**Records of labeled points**

+-------+

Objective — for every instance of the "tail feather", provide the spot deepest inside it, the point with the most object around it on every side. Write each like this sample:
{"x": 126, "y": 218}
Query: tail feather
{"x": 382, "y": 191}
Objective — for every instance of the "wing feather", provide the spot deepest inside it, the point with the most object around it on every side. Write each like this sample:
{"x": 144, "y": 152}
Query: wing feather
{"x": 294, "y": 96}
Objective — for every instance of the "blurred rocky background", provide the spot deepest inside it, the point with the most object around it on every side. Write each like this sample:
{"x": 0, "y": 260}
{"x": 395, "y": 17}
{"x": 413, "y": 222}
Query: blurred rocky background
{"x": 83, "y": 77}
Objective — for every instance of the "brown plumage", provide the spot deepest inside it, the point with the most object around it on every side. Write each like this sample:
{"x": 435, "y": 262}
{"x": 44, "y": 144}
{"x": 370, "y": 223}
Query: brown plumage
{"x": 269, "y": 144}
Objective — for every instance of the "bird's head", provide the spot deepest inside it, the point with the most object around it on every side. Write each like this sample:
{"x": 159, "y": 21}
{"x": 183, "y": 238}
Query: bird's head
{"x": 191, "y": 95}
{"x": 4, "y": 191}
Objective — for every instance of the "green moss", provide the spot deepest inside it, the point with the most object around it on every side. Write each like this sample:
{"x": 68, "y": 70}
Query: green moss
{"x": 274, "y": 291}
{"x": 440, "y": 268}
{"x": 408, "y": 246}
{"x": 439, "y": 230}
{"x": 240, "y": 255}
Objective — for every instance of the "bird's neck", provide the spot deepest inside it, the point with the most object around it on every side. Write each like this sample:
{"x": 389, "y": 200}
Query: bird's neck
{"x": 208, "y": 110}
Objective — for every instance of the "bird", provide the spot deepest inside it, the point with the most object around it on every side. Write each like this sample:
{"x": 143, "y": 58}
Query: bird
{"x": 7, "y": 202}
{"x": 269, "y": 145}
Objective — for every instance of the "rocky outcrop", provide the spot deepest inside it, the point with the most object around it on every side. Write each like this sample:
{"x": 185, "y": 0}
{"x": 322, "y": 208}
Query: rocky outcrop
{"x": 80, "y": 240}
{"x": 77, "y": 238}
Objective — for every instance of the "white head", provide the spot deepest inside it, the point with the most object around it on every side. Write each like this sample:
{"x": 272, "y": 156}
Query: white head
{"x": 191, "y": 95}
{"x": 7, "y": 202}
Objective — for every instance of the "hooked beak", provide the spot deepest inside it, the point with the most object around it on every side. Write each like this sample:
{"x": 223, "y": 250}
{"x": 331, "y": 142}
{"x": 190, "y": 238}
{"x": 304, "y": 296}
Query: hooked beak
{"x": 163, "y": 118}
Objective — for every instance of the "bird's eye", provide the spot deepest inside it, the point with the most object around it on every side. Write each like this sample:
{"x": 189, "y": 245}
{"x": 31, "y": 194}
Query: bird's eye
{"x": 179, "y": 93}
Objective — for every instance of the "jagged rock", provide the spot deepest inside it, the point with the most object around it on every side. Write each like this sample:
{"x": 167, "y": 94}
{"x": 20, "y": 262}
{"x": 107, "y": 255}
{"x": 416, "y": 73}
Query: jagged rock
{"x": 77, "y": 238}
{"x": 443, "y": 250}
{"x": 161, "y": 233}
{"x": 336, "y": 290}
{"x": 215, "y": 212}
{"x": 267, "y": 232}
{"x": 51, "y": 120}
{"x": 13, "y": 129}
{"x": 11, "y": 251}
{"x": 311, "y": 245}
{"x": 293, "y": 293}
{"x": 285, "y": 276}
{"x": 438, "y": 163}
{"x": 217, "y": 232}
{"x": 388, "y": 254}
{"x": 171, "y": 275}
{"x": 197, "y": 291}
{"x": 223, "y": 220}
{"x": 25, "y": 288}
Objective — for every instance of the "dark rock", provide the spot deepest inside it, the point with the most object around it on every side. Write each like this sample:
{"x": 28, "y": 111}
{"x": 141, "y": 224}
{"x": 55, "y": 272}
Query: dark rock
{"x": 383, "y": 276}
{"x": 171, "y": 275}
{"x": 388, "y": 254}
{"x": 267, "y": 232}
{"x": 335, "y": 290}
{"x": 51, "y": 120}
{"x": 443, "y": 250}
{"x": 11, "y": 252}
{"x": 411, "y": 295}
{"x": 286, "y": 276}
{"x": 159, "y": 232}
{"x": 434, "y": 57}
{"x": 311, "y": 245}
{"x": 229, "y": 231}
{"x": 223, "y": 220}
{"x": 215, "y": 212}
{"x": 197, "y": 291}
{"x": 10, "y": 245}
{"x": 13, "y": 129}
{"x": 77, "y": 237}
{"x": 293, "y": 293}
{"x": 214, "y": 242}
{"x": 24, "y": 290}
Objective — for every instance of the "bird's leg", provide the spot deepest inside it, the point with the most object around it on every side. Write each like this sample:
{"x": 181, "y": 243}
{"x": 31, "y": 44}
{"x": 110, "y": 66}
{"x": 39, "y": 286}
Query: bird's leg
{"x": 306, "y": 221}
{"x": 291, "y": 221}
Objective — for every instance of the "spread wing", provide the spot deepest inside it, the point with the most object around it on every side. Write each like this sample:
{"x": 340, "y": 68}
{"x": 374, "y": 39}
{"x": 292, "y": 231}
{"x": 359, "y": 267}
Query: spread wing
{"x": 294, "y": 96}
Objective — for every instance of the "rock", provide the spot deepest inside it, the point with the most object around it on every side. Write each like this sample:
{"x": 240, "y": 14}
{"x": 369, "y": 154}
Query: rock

+-------+

**Written request**
Copy out each record, keeping every word as it is.

**Task answer**
Objective — for every instance of the "tail feather", provide the spot deepest inside it, the point with the most object around it on every side. Write each like this sample:
{"x": 126, "y": 218}
Query: tail feather
{"x": 382, "y": 191}
Objective — for every instance of the "wing feather", provide the spot deepest inside it, the point with the most object around it on every side. Write each like this sample:
{"x": 144, "y": 152}
Query: wing feather
{"x": 294, "y": 96}
Objective — for every instance of the "blurred rocky background", provide the spot deepest inside it, the point with the most object around it on every side. Write each like this sample:
{"x": 0, "y": 260}
{"x": 395, "y": 17}
{"x": 413, "y": 222}
Query: blurred rocky background
{"x": 83, "y": 77}
Objective — for every instance of the "brown plumage", provide the spot deepest inside it, the point with the most object around it on every side. Write each like this sample:
{"x": 435, "y": 262}
{"x": 44, "y": 144}
{"x": 370, "y": 223}
Query: brown plumage
{"x": 269, "y": 144}
Objective — for every instance of the "bird's head", provide the spot deepest inside it, the point with the most object around it on every side. Write each like this sample:
{"x": 159, "y": 21}
{"x": 183, "y": 238}
Query: bird's head
{"x": 191, "y": 95}
{"x": 4, "y": 191}
Objective — for every instance of the "green moss", provide the spot deepest inside it, the point with the most object around it on every side. Write each like this sample:
{"x": 68, "y": 70}
Query: green moss
{"x": 274, "y": 291}
{"x": 440, "y": 268}
{"x": 408, "y": 246}
{"x": 439, "y": 230}
{"x": 240, "y": 255}
Objective — for every instance of the "bird's neck", provide the spot deepest inside it, the point with the most object around it on every side. Write each like this sample:
{"x": 389, "y": 200}
Query: bird's neck
{"x": 208, "y": 110}
Objective — for every instance of the "bird", provide the spot deepest inside it, the point with the most object around it on every side. Write each like this sample:
{"x": 143, "y": 58}
Query: bird
{"x": 7, "y": 202}
{"x": 269, "y": 145}
Objective — for every instance of the "rocky outcrop", provide the spot deepest inside it, the point with the most object around it on every side. Write each like this sample:
{"x": 185, "y": 0}
{"x": 322, "y": 208}
Query: rocky outcrop
{"x": 80, "y": 240}
{"x": 77, "y": 238}
Objective — for every instance of the "white head", provide the spot deepest inside it, the point with the most object around it on every side. Write each like this sample:
{"x": 272, "y": 156}
Query: white head
{"x": 191, "y": 95}
{"x": 7, "y": 202}
Objective — for every instance of the "hooked beak", provide the spot deepest inside it, the point with the most object around it on every side. Write each like this sample:
{"x": 223, "y": 250}
{"x": 331, "y": 142}
{"x": 190, "y": 238}
{"x": 304, "y": 296}
Query: hooked beak
{"x": 163, "y": 118}
Objective — for every instance of the "bird's eye", provide the spot deepest inside it, the point with the most object around it on every side. Write each like this sample:
{"x": 189, "y": 245}
{"x": 31, "y": 194}
Query: bird's eye
{"x": 179, "y": 93}
Objective — for every instance of the "jagged rock", provide the spot deepest inside it, the point with the most object around it on every side. Write each like this sample:
{"x": 167, "y": 94}
{"x": 20, "y": 262}
{"x": 107, "y": 255}
{"x": 416, "y": 73}
Query: jagged rock
{"x": 77, "y": 238}
{"x": 443, "y": 250}
{"x": 161, "y": 233}
{"x": 336, "y": 290}
{"x": 215, "y": 212}
{"x": 267, "y": 232}
{"x": 51, "y": 120}
{"x": 13, "y": 129}
{"x": 11, "y": 251}
{"x": 311, "y": 245}
{"x": 293, "y": 293}
{"x": 285, "y": 276}
{"x": 438, "y": 163}
{"x": 217, "y": 232}
{"x": 388, "y": 254}
{"x": 171, "y": 275}
{"x": 197, "y": 291}
{"x": 223, "y": 220}
{"x": 25, "y": 288}
Objective — for every instance of the "dark rock", provide the spot deepest inside it, the point with the most object around it on every side. Write each like this sample:
{"x": 28, "y": 111}
{"x": 141, "y": 224}
{"x": 55, "y": 272}
Query: dark rock
{"x": 383, "y": 276}
{"x": 171, "y": 275}
{"x": 388, "y": 254}
{"x": 267, "y": 232}
{"x": 335, "y": 290}
{"x": 51, "y": 120}
{"x": 443, "y": 250}
{"x": 11, "y": 252}
{"x": 411, "y": 295}
{"x": 286, "y": 276}
{"x": 159, "y": 232}
{"x": 434, "y": 57}
{"x": 311, "y": 245}
{"x": 229, "y": 231}
{"x": 223, "y": 220}
{"x": 215, "y": 212}
{"x": 197, "y": 291}
{"x": 10, "y": 245}
{"x": 13, "y": 129}
{"x": 77, "y": 237}
{"x": 293, "y": 293}
{"x": 214, "y": 242}
{"x": 24, "y": 290}
Objective — for every instance of the "bird's leg", provide the spot deepest inside it, the point with the most object around it on every side. Write each like this sample:
{"x": 181, "y": 243}
{"x": 31, "y": 44}
{"x": 110, "y": 66}
{"x": 39, "y": 286}
Query: bird's leg
{"x": 306, "y": 221}
{"x": 291, "y": 221}
Objective — for every instance of the "spread wing", provide the spot deepest inside it, the point with the most object around it on every side. Write each like this sample:
{"x": 340, "y": 68}
{"x": 374, "y": 39}
{"x": 292, "y": 231}
{"x": 359, "y": 267}
Query: spread wing
{"x": 294, "y": 96}
Objective — for every instance of the "rock", provide the spot deepest inside it, the point with the most object around it on every side. Write each like this sample:
{"x": 240, "y": 14}
{"x": 369, "y": 154}
Query: rock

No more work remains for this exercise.